• [WHAT YOU WILL DO]
Filter the lines below and keep only those that contain the word "building".

• [RECORD LIST]
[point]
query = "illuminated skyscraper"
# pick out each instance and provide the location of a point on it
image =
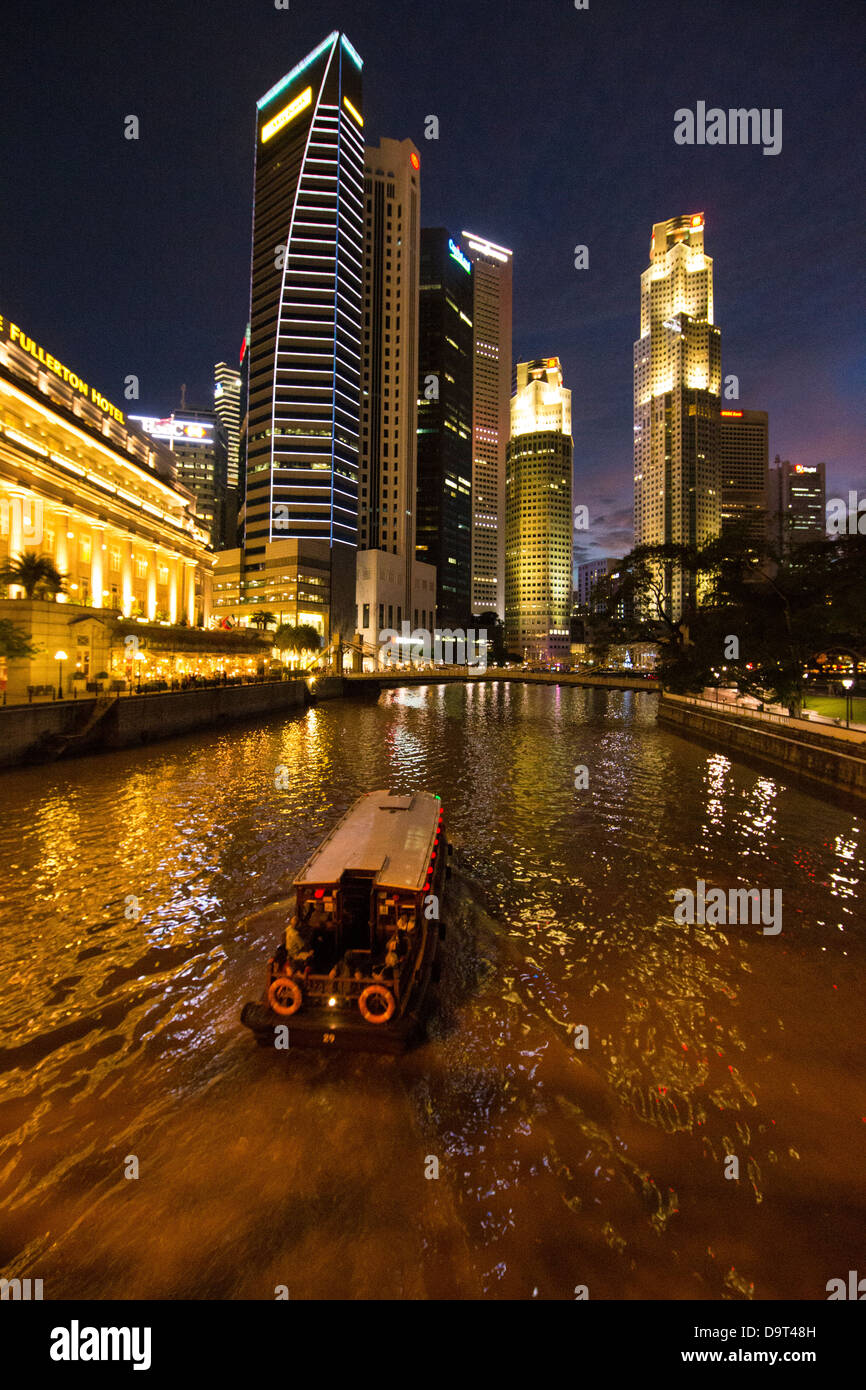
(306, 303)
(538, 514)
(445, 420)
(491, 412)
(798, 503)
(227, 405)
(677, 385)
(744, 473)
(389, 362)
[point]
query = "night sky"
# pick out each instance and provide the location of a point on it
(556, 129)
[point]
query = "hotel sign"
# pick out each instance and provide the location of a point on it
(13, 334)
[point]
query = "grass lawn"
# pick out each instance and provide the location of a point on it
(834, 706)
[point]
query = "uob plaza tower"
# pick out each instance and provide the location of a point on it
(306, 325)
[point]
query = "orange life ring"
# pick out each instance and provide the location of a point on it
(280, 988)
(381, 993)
--
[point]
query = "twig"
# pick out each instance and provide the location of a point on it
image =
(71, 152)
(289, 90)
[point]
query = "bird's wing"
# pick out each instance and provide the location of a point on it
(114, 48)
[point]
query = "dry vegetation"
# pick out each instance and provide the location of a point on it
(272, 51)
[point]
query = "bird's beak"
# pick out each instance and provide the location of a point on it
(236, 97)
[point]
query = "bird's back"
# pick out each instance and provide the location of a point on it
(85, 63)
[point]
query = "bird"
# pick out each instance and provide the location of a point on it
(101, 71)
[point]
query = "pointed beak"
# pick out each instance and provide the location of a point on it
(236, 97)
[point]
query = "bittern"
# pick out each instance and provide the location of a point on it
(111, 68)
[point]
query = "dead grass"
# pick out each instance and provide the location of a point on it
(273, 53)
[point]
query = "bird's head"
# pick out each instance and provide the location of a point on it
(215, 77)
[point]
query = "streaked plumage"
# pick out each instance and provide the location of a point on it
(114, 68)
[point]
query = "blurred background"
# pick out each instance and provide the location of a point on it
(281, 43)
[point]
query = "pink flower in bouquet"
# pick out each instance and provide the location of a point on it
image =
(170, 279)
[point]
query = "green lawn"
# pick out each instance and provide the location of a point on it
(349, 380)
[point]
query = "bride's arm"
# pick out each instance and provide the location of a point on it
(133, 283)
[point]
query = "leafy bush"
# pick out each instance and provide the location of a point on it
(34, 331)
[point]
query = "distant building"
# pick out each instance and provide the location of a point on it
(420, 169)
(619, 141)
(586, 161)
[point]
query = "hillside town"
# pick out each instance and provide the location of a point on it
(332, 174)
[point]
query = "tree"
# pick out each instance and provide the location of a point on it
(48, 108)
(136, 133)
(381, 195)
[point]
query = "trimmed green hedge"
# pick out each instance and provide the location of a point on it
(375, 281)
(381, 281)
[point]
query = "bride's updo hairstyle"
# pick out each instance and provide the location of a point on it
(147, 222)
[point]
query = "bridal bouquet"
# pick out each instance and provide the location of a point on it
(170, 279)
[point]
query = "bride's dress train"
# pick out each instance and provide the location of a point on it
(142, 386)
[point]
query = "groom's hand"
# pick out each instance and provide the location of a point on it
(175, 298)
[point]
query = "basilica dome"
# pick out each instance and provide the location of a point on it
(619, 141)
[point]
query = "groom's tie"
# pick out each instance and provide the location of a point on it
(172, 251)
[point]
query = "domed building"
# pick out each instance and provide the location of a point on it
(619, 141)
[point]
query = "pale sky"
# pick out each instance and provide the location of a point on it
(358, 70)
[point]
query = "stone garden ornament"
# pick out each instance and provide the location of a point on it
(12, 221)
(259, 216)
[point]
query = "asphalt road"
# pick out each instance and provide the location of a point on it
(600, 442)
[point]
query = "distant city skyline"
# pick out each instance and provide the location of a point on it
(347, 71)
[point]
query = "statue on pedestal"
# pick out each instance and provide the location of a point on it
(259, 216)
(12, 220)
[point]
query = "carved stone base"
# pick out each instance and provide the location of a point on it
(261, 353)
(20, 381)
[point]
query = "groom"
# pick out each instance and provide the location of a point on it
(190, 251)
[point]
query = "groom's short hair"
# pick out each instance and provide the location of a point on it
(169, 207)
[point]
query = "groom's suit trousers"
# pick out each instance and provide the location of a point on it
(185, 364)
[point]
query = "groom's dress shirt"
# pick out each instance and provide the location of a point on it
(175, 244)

• [RESPONSE TO THIS TASK]
query = "distant building"
query = "domed building"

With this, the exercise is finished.